과제 -> 아래 기록의 첫 줄부터 "output: one JSON"가 들어 있는 줄까지(그 줄 포함)를 빈 줄은 빼고 "번호"와 "내용" 열이 있는 마크다운 표로 바꿔 줄 수 있나요?

데이터 줄 ->
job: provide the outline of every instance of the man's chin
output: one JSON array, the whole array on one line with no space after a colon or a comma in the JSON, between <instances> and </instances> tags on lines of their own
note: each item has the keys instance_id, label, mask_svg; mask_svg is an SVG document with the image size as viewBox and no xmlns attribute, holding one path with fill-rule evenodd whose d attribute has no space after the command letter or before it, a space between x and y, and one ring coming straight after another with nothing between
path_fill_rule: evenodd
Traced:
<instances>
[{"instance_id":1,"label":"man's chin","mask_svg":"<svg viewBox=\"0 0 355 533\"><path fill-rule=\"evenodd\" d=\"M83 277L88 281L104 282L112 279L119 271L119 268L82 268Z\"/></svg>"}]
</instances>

최종 결과 ->
| 번호 | 내용 |
|---|---|
| 1 | job: provide the outline of every instance of the man's chin |
| 2 | output: one JSON array, the whole array on one line with no space after a colon or a comma in the JSON, between <instances> and </instances> tags on lines of their own |